_BRANO SCELTO_
Tale riunione non può che essere ribadita, in via preliminare, nella presente fase di merito, essendo i ricorsi in questione legati da connessione sia soggettiva che oggettiva, nonchè inerenti questioni consequenziali.
Nel merito, la problematica sollevata nei tre ricorsi riuniti investe questioni, che già alla data di proposizione dei medesimi erano state sottoposte alla valutazione della Corte Costituzionale, poi nuovamente investita della problematica stessa anche da questo Tribunale, tramite l’ordinanza sopra citata.
Ora, dopo la pronuncia della Suprema Corte – che, nel dichiarare la questione infondata, ha tuttavia fornito concreti parametri di riscontro, per una applicazione costituzionalmente orientata della nuova normativa sulle comunicazioni elettroniche – il Collegio può tornare a sintetizzare, in tale ottica, la disciplina applicabile agli impianti di telecomunicazione.
Come osservato dal Collegio stesso nella citata ordinanza n. 16332/04 – e come poi confermato anche dalla Corte Costituzionale, nei termini più avanti sintetizzati – tale disciplina coinvolge sia il settore urbanistico-edilizio (sotto il profilo della oggettiva consistenza dei manufatti in questione, come fattore di modifica del territorio), sia il settore sanitario (tenuto conto delle complesse problematiche, riconducibili agli effetti sulla salute delle onde elettromagnetiche).
Per quanto riguarda il primo ordine di questioni, già antecedentemente all’approvazione del nuovo Testo Unico dell’Edilizia (D.P.R. 6.6.2001, n. 380), la prevalente giurisprudenza aveva ritenuto che le antenne televisive o altri impianti accessori di rilevanti dimensioni, non finalizzati a mera ricezione o comunque non posti a servizio di un singolo fabbricato, fossero soggetti a concessione edilizia (cfr. Cons. St., V, 6.4.98, n. 415; TAR Lombardia, Milano, 19.1.1990, n. 36; TAR Friuli V.G., 27.1.93, n. 55; TAR Sicilia, Palermo, 16.12.1993, n. 1145; TAR Campania, Salerno, 3.10.1994, n. 521; TAR Liguria, 28.6.1994, n. 268; Cass. Pen. 6.5.1985, n. 209 e 28.5.1985, n. 337); in base al predetto Testo Unico, poi, può considerarsi sussistente una disciplina differenziata, in caso di rapporto di strumentalità necessaria degli impianti rispetto a edifici preesistenti (situazione rapportabile a caldaie, condizionatori, pannelli solari e simili), ovvero di autonomia funzionale dei medesimi quali nuove costruzioni (come nel caso, appunto, di tralicci ed impianti, destinati ad essere parte di una rete di infrastrutture).

_DATI FORNITI_
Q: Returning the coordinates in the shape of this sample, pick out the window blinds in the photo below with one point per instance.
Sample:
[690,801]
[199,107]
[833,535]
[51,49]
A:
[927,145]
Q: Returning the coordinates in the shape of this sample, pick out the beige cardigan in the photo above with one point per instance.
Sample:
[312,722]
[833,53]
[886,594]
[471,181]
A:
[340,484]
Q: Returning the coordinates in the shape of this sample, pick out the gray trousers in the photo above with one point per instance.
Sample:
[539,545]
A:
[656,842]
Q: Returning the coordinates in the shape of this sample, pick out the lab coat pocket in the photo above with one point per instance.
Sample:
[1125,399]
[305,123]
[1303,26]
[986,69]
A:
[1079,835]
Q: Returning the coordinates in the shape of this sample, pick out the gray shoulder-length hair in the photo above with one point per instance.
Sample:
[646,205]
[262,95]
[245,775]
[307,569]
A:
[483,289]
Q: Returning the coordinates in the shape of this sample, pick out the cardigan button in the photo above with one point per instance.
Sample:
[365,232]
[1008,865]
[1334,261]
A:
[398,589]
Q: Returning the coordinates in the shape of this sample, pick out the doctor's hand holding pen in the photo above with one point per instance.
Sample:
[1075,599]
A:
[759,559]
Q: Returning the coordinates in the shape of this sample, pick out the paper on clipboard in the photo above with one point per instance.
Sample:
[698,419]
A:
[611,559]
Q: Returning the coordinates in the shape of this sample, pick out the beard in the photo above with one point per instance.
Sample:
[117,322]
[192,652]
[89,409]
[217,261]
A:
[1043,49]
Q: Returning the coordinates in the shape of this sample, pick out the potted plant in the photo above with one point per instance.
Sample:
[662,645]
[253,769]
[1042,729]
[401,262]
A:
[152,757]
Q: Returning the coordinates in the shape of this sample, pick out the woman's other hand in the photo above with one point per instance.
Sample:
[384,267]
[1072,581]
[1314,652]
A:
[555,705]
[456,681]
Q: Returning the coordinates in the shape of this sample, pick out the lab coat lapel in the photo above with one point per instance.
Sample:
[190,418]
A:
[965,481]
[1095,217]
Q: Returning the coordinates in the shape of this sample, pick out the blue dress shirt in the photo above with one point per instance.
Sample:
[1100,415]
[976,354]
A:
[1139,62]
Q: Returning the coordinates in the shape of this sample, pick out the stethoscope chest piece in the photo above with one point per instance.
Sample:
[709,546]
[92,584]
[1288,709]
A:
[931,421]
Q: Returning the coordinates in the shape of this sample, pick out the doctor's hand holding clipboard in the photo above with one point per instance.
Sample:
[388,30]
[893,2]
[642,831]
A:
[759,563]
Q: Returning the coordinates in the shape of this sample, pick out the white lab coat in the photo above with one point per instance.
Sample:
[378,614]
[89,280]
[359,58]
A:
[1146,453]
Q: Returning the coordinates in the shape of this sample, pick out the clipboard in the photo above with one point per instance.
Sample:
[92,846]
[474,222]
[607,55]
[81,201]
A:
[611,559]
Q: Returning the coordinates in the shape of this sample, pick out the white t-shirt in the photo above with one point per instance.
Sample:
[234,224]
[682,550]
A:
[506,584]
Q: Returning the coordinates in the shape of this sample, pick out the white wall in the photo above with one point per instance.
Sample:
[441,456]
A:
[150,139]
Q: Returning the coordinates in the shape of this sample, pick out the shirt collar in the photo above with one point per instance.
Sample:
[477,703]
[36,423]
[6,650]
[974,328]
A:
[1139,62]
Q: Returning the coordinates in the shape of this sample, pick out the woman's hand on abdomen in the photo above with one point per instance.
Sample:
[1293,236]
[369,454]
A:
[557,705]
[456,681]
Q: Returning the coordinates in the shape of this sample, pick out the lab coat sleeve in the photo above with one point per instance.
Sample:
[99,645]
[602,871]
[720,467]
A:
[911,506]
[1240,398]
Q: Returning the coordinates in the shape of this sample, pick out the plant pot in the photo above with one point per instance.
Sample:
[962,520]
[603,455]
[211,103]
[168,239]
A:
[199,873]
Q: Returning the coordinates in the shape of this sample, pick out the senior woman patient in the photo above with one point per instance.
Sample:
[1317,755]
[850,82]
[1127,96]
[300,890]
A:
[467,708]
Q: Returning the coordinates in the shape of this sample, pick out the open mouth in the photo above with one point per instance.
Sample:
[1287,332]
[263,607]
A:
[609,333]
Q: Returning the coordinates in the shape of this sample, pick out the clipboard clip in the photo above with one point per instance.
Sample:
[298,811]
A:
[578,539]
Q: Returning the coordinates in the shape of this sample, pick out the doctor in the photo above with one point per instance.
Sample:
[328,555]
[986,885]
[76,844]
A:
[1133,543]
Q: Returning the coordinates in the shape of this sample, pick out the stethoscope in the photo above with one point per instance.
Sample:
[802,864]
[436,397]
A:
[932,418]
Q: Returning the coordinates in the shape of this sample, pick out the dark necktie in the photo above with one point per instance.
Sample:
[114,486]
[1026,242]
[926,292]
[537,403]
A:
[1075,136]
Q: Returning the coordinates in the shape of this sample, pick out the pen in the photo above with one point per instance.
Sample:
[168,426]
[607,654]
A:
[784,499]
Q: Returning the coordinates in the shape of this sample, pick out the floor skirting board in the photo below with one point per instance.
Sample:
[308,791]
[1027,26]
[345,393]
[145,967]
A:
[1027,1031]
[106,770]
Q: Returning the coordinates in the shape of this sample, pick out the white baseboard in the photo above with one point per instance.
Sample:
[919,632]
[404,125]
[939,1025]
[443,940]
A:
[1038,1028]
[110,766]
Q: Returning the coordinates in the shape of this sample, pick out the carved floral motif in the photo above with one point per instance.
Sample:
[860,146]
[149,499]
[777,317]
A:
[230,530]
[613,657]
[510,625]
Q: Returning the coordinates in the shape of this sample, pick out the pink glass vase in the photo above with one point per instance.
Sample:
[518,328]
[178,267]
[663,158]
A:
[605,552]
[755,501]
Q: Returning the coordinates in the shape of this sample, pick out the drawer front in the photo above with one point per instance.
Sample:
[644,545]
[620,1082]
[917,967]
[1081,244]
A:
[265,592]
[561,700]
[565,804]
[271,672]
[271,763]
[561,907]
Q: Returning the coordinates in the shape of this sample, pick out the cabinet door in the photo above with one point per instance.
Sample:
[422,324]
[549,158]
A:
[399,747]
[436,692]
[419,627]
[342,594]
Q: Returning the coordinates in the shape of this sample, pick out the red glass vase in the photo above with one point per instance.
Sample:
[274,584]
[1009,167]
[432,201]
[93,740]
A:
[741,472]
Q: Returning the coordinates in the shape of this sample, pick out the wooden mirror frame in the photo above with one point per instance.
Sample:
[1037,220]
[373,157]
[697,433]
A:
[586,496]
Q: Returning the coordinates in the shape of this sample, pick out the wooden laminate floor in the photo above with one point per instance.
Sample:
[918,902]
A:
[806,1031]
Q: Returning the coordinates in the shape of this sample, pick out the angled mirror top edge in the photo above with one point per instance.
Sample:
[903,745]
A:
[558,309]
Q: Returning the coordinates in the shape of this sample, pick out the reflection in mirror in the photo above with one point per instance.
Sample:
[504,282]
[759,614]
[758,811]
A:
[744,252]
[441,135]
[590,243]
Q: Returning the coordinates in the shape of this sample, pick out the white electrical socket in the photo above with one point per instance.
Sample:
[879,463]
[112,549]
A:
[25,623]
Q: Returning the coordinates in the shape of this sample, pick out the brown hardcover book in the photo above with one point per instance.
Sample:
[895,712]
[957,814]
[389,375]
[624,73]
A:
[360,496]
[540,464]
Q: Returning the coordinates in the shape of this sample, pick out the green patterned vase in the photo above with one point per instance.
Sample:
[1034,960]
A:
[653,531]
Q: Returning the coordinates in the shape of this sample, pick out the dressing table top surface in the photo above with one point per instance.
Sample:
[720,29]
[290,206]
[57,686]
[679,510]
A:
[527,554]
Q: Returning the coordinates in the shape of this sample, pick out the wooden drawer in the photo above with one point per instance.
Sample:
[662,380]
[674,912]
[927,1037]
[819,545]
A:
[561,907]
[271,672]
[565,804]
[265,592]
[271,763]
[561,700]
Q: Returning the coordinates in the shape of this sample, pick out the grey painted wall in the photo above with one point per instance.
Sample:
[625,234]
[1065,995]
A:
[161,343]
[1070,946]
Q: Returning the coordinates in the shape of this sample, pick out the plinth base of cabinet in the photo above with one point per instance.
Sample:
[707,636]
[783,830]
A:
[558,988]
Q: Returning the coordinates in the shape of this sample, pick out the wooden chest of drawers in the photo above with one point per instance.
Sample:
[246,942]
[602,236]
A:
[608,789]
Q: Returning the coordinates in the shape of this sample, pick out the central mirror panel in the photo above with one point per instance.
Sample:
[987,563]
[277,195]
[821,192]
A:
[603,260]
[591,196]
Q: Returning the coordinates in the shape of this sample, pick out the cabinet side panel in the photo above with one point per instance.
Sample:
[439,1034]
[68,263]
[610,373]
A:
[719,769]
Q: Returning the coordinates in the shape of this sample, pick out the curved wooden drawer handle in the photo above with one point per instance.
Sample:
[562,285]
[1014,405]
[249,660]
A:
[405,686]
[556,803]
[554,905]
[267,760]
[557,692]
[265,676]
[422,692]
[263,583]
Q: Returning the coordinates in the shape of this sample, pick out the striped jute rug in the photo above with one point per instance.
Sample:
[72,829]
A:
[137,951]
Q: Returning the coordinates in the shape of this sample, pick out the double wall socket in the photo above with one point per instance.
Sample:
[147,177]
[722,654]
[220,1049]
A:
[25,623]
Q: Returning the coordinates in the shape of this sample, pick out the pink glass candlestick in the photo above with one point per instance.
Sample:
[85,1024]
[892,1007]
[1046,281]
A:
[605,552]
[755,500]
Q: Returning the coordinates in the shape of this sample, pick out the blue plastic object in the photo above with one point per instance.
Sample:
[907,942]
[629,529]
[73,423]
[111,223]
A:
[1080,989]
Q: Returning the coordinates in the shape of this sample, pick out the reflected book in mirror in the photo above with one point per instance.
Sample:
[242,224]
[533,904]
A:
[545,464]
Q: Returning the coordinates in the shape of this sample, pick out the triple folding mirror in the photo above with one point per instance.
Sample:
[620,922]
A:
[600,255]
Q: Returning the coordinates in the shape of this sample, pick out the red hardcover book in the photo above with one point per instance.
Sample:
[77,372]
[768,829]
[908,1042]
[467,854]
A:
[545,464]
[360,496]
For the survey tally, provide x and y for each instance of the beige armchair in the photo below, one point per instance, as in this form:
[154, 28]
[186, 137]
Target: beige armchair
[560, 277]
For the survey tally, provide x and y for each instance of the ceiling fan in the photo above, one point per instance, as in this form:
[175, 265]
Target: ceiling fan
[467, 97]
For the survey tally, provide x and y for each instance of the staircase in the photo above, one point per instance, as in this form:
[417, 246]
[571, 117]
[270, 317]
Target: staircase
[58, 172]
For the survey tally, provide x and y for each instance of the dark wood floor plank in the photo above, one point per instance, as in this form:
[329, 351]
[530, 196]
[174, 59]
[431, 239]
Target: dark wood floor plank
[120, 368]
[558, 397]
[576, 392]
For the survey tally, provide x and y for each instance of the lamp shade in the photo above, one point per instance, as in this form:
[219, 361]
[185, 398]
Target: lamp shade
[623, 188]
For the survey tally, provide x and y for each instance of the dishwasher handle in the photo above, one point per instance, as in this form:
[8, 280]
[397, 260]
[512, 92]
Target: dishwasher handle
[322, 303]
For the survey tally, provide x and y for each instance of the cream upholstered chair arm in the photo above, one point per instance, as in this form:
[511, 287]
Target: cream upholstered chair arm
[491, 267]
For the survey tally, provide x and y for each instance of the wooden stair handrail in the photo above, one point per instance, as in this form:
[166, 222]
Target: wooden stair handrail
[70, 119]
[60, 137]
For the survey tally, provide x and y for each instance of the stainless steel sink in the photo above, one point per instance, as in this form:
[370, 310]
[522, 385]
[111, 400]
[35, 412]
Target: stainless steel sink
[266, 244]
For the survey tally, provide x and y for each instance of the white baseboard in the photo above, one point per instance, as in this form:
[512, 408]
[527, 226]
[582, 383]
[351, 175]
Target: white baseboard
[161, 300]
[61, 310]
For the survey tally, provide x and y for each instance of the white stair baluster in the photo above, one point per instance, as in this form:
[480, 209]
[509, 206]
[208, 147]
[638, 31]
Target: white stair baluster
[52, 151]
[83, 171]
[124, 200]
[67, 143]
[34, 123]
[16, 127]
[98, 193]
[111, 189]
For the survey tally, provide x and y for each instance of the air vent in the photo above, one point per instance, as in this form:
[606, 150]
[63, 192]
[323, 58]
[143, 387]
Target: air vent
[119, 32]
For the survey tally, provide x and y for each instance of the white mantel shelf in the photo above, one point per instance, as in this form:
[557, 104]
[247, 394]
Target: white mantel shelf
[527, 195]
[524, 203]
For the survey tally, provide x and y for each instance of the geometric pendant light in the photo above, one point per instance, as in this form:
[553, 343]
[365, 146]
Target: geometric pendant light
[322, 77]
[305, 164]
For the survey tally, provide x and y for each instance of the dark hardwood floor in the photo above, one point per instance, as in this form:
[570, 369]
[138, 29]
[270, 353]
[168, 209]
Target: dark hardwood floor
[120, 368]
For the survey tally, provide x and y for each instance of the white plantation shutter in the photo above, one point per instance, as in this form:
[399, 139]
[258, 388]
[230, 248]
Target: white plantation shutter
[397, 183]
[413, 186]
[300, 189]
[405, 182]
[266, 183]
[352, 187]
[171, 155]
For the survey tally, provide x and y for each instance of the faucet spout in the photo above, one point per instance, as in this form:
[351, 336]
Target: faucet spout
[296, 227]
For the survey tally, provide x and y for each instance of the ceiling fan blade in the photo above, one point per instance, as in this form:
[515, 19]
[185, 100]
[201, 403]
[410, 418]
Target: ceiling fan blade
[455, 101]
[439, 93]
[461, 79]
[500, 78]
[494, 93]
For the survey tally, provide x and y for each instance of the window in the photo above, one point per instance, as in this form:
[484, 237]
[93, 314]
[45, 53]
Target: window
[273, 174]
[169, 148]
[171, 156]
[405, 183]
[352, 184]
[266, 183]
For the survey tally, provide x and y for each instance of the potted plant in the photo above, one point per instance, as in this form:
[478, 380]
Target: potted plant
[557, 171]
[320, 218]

_ISTRUZIONI_
Riscrivi in forma più breve il paragrafo del brano sugli impianti di telecomunicazione che comincia con «Come osservato dal Collegio stesso», conservandone i fatti principali. L'elenco è materiale a sé, separato dal brano.

_RISULTATO_
Come rilevato dal Collegio nell'ordinanza n. 16332/04, e confermato dalla Corte Costituzionale, la disciplina degli impianti di telecomunicazione tocca due settori. Il primo è quello urbanistico-edilizio, per la consistenza dei manufatti che modificano il territorio. Il secondo è quello sanitario, per gli effetti delle onde elettromagnetiche sulla salute.